▶ _Supplied material_
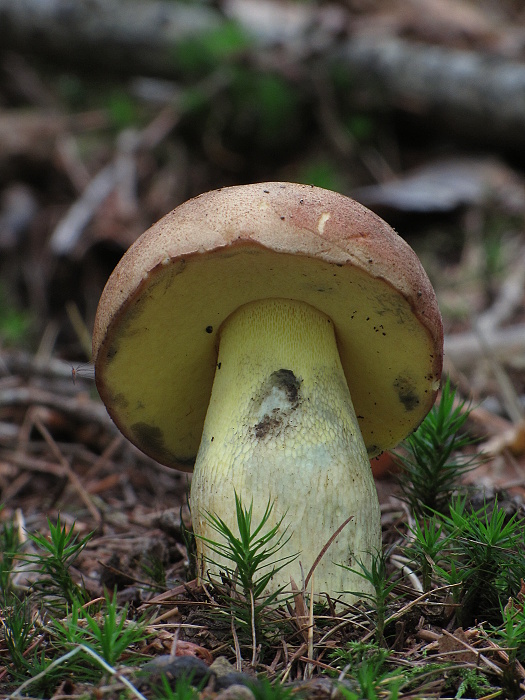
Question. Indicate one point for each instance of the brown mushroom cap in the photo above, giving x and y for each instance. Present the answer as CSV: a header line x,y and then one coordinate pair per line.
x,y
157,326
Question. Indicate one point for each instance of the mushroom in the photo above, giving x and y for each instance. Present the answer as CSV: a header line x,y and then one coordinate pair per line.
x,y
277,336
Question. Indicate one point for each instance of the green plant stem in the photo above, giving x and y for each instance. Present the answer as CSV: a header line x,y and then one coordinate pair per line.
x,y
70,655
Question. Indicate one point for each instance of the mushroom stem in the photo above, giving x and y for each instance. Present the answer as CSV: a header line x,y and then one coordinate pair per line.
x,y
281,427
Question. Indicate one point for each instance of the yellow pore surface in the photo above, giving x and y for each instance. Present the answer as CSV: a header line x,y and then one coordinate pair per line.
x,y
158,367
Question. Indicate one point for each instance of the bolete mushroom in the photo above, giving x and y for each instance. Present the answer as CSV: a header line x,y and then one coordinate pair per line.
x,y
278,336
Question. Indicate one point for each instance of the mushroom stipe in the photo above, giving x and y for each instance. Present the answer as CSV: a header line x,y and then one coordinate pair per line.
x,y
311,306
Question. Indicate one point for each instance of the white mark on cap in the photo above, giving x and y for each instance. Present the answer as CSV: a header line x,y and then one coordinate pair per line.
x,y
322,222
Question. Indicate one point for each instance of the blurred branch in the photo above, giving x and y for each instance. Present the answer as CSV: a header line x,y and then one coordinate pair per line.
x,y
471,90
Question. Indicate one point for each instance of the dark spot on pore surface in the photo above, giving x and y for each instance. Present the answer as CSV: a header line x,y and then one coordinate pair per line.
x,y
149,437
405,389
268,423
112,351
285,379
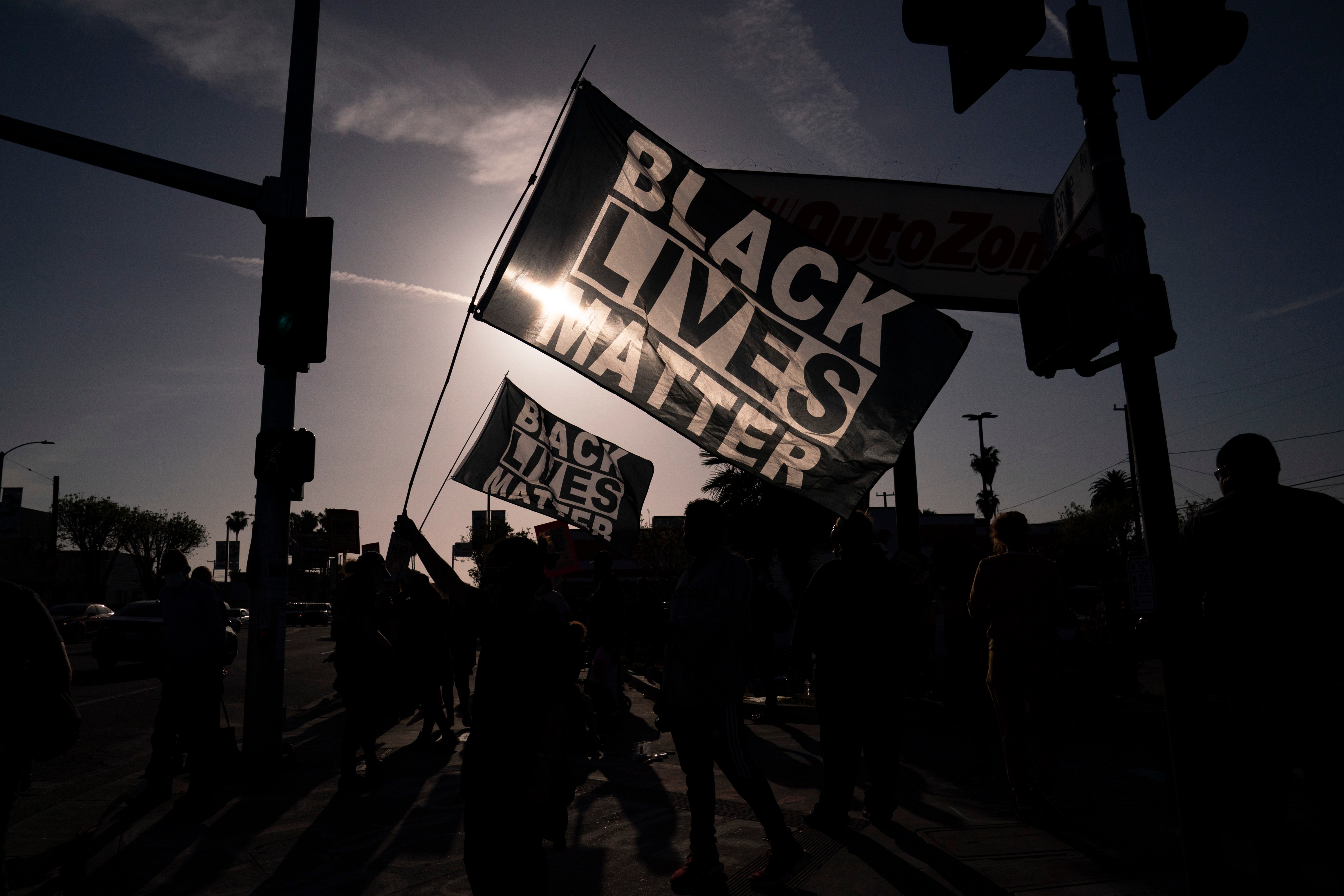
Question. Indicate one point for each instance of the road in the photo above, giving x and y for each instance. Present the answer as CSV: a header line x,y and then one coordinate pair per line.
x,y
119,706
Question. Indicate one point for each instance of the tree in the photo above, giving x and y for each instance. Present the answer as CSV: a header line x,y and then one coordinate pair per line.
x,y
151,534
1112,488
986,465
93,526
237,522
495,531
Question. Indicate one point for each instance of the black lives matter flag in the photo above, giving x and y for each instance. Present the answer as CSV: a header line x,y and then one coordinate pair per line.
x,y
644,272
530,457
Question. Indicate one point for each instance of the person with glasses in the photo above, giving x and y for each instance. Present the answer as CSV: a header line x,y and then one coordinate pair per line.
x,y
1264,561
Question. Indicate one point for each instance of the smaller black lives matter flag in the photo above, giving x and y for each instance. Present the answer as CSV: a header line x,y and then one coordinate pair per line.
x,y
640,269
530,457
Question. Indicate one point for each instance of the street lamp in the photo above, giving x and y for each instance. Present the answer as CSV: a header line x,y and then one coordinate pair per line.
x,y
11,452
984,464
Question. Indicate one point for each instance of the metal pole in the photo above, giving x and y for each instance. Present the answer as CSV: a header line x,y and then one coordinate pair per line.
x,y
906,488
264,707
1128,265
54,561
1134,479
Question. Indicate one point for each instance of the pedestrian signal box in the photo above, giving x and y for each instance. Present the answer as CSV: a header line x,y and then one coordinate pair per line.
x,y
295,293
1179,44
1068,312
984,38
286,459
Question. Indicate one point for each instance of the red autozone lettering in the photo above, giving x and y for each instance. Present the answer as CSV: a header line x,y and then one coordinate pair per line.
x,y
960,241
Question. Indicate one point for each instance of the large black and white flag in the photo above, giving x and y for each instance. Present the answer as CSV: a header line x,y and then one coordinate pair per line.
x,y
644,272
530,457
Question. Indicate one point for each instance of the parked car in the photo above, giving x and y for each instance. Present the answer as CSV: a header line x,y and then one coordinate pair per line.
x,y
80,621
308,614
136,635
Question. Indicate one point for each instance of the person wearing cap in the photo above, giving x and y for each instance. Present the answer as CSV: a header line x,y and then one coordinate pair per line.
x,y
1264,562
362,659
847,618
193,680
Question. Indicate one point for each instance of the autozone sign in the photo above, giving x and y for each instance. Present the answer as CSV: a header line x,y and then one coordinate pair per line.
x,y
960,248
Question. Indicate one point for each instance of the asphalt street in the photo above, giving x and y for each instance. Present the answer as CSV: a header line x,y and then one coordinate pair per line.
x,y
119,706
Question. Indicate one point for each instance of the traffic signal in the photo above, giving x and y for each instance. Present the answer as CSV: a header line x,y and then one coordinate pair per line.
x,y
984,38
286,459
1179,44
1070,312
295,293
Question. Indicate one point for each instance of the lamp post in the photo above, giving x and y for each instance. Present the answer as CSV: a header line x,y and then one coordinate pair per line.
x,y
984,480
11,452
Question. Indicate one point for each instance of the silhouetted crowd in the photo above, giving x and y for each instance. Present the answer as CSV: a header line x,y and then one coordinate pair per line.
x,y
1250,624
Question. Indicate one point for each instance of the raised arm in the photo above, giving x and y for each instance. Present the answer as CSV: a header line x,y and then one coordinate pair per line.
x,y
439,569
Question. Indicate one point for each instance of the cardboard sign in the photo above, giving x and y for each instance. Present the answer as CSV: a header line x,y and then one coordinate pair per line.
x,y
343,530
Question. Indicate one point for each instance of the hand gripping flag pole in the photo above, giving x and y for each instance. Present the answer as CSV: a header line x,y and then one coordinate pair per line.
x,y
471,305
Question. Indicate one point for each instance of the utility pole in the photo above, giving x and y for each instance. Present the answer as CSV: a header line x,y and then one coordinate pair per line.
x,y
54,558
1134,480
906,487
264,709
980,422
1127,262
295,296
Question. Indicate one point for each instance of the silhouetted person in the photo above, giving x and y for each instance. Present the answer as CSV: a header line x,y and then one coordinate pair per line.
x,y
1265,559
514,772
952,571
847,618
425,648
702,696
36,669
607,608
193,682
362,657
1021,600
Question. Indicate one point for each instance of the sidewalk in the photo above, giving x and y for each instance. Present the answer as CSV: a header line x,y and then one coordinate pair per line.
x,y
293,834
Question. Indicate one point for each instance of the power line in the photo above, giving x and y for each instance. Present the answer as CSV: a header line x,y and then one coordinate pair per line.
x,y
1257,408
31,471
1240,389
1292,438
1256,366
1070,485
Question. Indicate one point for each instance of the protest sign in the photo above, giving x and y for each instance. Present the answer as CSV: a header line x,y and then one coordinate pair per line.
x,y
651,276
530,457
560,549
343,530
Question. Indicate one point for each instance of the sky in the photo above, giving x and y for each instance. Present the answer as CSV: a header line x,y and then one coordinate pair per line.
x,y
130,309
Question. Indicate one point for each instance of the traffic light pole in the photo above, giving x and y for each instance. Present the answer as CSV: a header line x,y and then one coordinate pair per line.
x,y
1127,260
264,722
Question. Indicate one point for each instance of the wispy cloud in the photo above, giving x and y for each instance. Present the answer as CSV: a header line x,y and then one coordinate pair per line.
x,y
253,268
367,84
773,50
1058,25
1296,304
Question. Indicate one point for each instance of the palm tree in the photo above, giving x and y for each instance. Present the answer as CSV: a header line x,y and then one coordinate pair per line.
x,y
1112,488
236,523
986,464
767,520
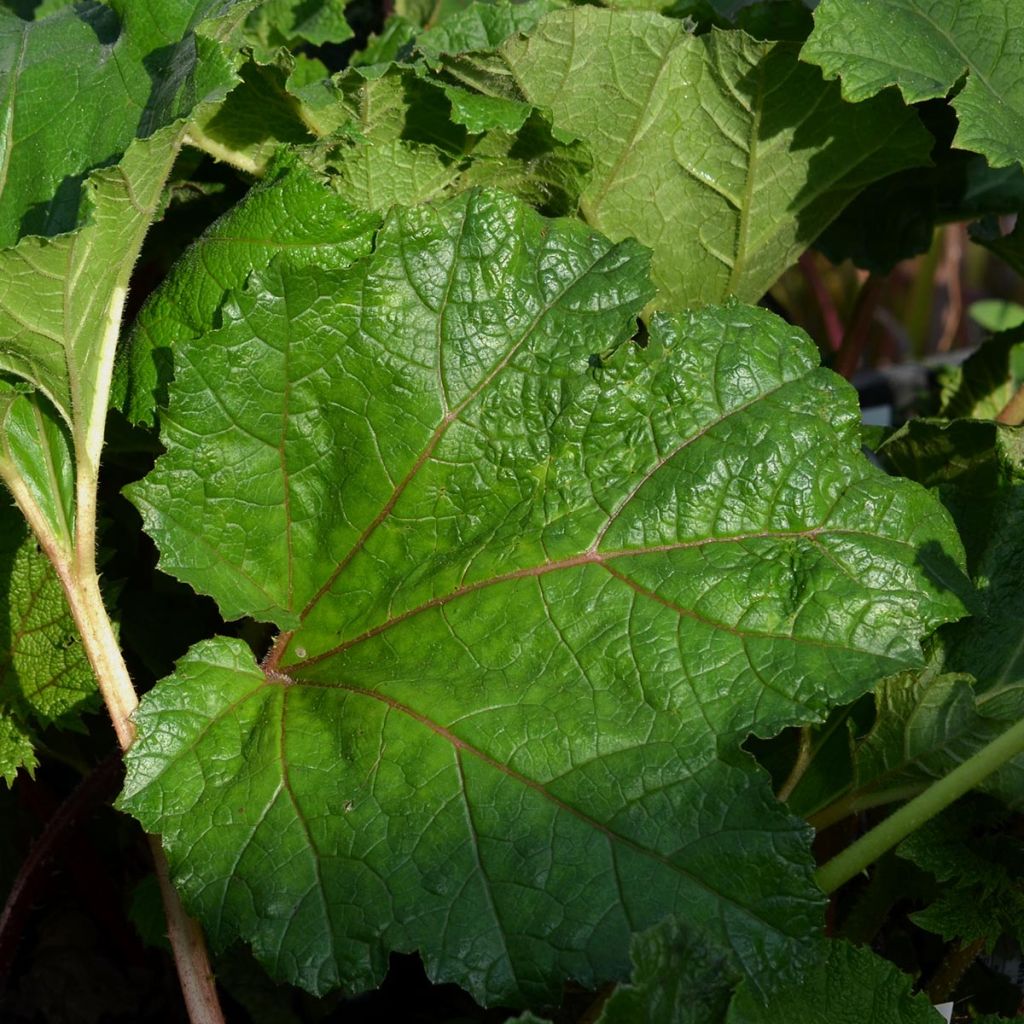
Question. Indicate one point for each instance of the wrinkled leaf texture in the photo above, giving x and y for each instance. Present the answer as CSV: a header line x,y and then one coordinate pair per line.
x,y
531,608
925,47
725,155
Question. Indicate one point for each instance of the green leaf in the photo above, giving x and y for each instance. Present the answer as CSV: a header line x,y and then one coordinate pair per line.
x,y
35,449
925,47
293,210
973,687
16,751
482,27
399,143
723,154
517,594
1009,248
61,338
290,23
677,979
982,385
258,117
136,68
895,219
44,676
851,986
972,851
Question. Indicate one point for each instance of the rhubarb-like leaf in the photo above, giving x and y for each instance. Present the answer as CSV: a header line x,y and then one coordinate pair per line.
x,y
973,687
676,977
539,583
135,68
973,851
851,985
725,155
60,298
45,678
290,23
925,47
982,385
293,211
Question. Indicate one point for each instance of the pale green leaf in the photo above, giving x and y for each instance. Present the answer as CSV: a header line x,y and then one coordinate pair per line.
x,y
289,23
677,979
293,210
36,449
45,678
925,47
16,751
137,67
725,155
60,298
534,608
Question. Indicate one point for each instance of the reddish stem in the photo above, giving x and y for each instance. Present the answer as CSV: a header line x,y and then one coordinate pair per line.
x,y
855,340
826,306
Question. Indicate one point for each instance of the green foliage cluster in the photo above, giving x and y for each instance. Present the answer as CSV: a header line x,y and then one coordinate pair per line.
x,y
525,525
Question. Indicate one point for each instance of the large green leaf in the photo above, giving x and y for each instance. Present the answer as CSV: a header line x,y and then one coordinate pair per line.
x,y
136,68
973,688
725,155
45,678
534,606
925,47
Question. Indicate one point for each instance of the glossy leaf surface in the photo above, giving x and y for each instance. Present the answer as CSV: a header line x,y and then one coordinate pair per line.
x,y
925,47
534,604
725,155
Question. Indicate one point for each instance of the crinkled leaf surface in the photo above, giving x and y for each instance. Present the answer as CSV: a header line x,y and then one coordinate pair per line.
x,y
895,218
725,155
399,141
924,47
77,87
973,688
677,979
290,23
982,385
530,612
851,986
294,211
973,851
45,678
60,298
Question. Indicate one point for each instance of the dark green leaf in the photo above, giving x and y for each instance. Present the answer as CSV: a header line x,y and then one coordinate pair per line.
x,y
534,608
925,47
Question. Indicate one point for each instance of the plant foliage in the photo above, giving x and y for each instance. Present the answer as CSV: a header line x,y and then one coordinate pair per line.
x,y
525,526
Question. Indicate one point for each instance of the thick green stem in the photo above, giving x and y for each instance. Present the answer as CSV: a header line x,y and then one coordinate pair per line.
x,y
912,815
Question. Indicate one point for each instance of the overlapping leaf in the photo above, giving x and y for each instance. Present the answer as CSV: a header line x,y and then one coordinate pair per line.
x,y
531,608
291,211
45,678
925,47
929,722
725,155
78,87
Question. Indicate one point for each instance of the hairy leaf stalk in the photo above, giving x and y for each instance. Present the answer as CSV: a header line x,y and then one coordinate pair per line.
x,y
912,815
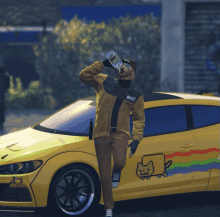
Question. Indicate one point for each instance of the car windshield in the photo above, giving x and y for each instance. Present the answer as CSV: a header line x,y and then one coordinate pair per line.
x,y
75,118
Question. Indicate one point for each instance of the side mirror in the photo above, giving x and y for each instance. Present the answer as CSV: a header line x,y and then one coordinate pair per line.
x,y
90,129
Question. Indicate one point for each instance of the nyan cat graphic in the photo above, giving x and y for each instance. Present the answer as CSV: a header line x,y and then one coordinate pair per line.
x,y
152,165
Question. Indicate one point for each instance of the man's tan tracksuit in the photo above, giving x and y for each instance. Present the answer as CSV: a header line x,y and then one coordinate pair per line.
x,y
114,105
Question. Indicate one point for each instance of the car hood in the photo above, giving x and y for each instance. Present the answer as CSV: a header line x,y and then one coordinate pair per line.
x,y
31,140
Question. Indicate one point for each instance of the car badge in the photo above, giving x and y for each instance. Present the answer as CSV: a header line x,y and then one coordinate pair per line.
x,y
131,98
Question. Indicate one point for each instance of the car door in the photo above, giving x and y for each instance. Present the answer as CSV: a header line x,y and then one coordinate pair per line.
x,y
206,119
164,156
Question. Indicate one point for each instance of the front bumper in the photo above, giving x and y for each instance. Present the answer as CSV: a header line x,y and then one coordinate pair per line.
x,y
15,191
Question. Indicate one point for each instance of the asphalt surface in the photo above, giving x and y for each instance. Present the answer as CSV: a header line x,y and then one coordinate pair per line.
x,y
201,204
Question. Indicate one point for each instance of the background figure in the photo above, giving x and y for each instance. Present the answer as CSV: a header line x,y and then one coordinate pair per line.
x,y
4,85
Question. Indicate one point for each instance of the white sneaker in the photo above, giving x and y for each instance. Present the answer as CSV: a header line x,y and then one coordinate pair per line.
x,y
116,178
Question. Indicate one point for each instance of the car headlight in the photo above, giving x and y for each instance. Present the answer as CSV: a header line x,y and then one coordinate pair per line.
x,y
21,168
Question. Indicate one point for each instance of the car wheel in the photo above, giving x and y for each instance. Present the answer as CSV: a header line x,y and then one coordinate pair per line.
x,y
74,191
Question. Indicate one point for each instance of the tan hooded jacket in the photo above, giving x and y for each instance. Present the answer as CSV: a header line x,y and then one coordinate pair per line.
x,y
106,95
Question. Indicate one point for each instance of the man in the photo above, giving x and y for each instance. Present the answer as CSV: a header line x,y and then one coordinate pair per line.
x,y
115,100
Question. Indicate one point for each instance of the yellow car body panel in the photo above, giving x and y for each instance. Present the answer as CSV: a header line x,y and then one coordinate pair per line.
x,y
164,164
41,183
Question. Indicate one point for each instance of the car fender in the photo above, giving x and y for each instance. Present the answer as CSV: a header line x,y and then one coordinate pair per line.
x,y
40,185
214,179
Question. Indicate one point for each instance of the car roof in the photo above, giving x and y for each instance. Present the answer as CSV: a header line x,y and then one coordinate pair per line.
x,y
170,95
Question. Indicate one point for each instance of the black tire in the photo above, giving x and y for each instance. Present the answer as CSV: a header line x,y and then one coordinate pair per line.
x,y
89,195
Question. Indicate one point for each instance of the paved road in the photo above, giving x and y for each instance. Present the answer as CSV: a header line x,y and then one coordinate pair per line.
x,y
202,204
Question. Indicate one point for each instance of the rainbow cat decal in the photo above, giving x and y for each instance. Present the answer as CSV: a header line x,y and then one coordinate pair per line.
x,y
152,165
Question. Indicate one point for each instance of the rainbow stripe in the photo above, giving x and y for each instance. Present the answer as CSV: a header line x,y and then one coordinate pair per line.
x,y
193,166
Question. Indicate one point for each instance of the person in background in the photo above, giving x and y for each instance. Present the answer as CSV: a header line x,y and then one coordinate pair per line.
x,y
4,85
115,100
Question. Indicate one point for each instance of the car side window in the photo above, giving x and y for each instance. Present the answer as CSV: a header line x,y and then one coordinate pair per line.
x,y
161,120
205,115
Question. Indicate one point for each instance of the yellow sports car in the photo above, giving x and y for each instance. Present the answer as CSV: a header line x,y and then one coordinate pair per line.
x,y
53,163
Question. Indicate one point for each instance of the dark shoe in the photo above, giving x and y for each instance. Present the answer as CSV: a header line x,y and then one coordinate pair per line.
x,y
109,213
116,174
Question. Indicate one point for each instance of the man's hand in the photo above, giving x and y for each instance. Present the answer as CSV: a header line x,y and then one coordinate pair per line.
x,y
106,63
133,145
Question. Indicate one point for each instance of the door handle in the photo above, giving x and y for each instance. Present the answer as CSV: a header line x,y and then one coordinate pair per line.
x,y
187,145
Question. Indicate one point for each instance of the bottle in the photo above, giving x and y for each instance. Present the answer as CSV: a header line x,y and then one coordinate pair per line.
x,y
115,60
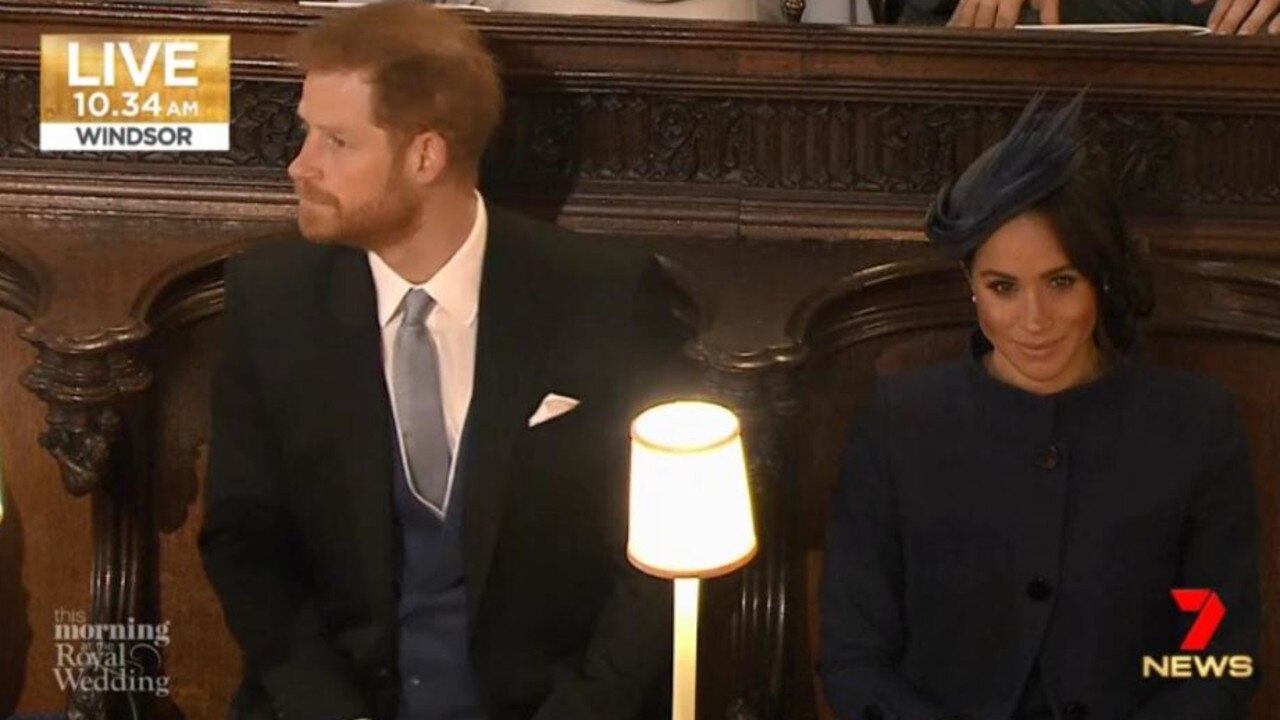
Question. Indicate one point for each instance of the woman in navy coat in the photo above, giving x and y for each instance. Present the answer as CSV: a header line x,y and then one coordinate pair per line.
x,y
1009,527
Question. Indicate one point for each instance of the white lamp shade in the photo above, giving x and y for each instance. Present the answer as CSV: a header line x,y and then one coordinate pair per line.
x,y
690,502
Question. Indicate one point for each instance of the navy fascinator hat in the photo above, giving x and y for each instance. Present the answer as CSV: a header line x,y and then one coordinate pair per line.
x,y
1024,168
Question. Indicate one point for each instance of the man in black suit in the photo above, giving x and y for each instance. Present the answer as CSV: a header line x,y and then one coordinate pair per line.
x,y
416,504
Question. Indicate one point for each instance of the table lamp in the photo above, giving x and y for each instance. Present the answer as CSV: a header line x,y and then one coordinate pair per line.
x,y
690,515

▶ _Task details_
The only output should be the lines from the one containing "Question. Indicate one point for each instance of the white lamp" through the final line of the material above, copied exactly.

▶ _Task result_
Question. Indicate one point for each instance of the white lamp shade in the photo above, giving x and y for each instance. Present the answer as CSV: a header line x,y and then one coordinate pair per line.
x,y
690,502
Question. Indicate one point for each instance of the navy fascinator hat in the photo above, giving x and y for each instance. Present the answer as CSV: a header line x,y and then one coordinate pair per line.
x,y
1024,168
Question. Indicate one point for each instance of the man in black suit in the photo above, giving x and y for each instance. Present the answer as CSV: a header line x,y and then one coordinate pair per line.
x,y
416,504
Question. Indicate one point for each instance of the table lamp in the photo above, giving x and y for each instance. Present the answer as CSV: a header line x,y and then one coordinate pair per line.
x,y
690,515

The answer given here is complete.